▶ _Instructions to follow_: Below are entries; output exactly the lines from the one with "TARGET: ocean" to the one with "TARGET: thin white cloud", both included, and nothing else.

▶ _Source data_:
-- Opening Marker --

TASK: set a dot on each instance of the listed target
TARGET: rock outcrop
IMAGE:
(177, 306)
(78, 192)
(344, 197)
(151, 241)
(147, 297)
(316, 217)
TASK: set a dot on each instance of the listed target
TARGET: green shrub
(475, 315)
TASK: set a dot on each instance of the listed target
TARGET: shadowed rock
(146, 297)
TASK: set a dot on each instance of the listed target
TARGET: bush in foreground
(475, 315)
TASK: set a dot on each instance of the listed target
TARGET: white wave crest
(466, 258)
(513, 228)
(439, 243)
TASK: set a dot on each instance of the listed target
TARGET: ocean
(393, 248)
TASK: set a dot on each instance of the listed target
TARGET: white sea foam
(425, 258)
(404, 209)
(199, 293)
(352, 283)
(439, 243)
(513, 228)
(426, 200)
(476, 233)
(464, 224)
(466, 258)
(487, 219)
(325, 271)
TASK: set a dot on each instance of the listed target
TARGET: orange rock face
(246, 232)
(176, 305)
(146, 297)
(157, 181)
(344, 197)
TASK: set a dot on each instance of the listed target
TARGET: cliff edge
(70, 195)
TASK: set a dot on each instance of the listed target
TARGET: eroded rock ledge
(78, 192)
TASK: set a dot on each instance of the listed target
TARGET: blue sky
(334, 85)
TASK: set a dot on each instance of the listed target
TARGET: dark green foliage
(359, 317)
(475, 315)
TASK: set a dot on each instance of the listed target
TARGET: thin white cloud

-- Closing Marker --
-- Opening Marker --

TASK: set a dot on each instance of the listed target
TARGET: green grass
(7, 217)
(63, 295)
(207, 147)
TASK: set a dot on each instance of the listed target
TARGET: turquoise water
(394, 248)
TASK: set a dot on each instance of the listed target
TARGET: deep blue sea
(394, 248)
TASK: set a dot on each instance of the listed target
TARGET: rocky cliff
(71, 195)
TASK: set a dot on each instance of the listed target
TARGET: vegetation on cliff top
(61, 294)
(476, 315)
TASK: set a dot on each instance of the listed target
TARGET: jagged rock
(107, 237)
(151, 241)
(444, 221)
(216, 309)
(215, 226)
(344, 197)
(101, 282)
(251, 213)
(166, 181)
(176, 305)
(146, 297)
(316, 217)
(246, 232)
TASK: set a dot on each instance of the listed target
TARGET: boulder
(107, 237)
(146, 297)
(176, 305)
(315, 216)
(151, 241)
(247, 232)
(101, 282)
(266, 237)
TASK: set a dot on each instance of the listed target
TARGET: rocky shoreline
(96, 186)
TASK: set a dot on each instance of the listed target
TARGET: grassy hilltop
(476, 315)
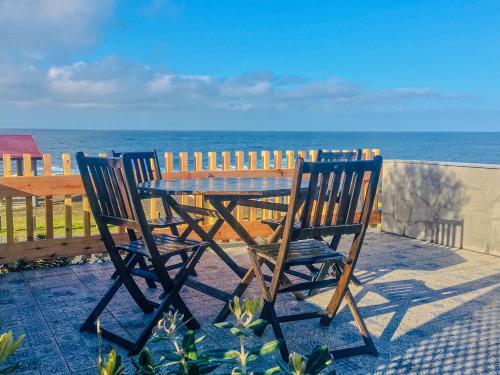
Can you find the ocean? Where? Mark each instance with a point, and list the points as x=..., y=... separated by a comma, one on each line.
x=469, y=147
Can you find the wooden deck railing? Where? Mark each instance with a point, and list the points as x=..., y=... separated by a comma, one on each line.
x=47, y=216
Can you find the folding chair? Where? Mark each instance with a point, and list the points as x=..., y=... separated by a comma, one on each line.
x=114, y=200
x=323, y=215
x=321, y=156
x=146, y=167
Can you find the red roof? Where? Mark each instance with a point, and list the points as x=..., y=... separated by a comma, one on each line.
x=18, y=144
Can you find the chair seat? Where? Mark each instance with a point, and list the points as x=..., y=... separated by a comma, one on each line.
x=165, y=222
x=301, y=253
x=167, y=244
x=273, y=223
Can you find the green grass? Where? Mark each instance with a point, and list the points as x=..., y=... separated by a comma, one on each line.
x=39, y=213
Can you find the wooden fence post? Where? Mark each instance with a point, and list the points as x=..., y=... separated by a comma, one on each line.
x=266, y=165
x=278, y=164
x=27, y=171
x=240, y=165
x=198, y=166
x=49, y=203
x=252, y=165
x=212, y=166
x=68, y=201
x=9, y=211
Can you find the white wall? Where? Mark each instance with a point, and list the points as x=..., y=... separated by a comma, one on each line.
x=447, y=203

-- Closing Marker --

▶ _Response to this task_:
TARGET: ocean
(393, 248)
TASK: set a dot on each instance of the listed target
TARGET: white sea foam
(425, 258)
(404, 209)
(199, 293)
(352, 283)
(439, 243)
(513, 228)
(426, 200)
(476, 233)
(464, 224)
(466, 258)
(487, 219)
(325, 271)
TASK: set a dot on each instance of the listed target
TARGET: orange rock face
(246, 232)
(176, 305)
(146, 297)
(157, 181)
(344, 197)
TASK: set a dot on each instance of the listed target
TARGET: cliff edge
(70, 195)
TASK: set a dot on each instance of the listed target
TARGET: eroded rock ledge
(78, 192)
TASK: set a dot on each instance of the listed target
TARGET: blue sky
(334, 85)
TASK: set a dot on each instance of the listed target
TARGET: dark green foliage
(359, 317)
(475, 315)
TASK: set a dot on each instance of the listed target
TARGET: thin white cloud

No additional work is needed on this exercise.